Repeat exactly the lines that run from the one containing "Quality check round. The original labels for red" to the end of the data, and leave out all others.
.....
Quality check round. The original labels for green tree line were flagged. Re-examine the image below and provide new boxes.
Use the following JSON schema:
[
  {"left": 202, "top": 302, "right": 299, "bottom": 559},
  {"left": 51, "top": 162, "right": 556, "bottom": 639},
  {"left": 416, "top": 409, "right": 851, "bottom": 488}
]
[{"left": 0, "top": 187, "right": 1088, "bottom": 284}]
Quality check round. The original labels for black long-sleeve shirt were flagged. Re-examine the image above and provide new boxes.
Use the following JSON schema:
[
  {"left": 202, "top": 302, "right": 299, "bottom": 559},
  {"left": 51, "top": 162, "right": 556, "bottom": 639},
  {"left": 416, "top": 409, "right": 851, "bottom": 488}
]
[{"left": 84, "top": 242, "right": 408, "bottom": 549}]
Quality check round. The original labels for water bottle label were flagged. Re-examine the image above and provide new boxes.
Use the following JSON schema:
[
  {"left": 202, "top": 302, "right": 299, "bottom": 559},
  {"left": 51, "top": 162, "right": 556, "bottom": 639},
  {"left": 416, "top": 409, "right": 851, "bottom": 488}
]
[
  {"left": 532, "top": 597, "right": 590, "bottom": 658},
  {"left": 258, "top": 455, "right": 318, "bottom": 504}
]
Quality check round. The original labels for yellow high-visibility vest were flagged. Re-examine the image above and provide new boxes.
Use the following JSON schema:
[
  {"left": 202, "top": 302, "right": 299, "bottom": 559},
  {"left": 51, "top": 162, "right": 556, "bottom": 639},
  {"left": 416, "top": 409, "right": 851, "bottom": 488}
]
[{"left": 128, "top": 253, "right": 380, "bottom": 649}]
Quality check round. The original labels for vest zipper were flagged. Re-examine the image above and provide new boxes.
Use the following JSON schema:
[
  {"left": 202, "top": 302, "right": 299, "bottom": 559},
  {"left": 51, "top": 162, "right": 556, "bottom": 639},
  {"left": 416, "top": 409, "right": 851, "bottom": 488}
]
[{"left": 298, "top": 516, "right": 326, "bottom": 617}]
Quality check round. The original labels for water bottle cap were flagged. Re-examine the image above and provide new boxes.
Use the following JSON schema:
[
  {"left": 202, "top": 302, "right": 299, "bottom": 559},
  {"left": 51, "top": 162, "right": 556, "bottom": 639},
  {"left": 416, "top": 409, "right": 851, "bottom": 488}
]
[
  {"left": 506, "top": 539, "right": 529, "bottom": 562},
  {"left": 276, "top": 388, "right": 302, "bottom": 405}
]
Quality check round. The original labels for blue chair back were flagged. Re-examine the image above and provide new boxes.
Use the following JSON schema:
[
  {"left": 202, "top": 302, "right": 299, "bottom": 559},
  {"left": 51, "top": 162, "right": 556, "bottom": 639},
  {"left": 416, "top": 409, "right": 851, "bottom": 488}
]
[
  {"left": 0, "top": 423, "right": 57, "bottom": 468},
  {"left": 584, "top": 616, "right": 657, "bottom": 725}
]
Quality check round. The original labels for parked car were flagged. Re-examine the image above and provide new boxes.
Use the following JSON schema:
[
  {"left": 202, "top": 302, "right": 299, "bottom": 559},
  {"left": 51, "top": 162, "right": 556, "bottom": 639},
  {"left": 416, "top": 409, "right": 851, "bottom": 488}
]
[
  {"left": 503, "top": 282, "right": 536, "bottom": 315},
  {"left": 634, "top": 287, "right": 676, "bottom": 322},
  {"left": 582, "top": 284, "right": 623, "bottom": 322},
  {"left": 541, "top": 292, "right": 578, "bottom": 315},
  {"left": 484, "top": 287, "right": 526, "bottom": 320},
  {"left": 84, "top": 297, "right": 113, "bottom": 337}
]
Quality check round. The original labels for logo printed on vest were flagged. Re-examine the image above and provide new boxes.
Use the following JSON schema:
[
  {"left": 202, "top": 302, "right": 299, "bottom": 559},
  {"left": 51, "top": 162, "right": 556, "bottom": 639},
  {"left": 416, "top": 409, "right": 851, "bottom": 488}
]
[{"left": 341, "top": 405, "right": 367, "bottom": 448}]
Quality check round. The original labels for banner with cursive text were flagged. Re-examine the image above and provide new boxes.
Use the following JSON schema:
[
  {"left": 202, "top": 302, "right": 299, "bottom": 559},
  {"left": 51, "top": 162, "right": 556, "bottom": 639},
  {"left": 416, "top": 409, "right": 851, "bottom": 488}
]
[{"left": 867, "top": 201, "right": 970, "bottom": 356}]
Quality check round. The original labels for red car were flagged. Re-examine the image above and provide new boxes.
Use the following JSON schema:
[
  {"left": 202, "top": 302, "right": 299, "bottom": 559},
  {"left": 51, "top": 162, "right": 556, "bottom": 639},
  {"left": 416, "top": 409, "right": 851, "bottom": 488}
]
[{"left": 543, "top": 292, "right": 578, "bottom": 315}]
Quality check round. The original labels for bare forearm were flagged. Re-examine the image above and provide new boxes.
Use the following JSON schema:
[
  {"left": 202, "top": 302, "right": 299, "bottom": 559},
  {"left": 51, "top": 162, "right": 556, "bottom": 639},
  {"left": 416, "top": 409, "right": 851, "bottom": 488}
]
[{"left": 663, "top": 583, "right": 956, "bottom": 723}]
.....
Solution to the problem
Quality check round. The original labels for red car were flagged. Re-examine the image above and provide new boxes.
Use the following JSON schema:
[
  {"left": 202, "top": 302, "right": 299, "bottom": 559},
  {"left": 51, "top": 162, "right": 556, "bottom": 639},
  {"left": 416, "top": 409, "right": 851, "bottom": 488}
]
[{"left": 543, "top": 292, "right": 578, "bottom": 315}]
Quality check round. The original labels for bare forearm were flagged. Re-examine the image above and provide new boxes.
Use the following JSON schema:
[
  {"left": 202, "top": 302, "right": 299, "bottom": 559},
  {"left": 51, "top": 162, "right": 556, "bottom": 639},
  {"left": 416, "top": 409, "right": 851, "bottom": 488}
]
[{"left": 663, "top": 583, "right": 956, "bottom": 723}]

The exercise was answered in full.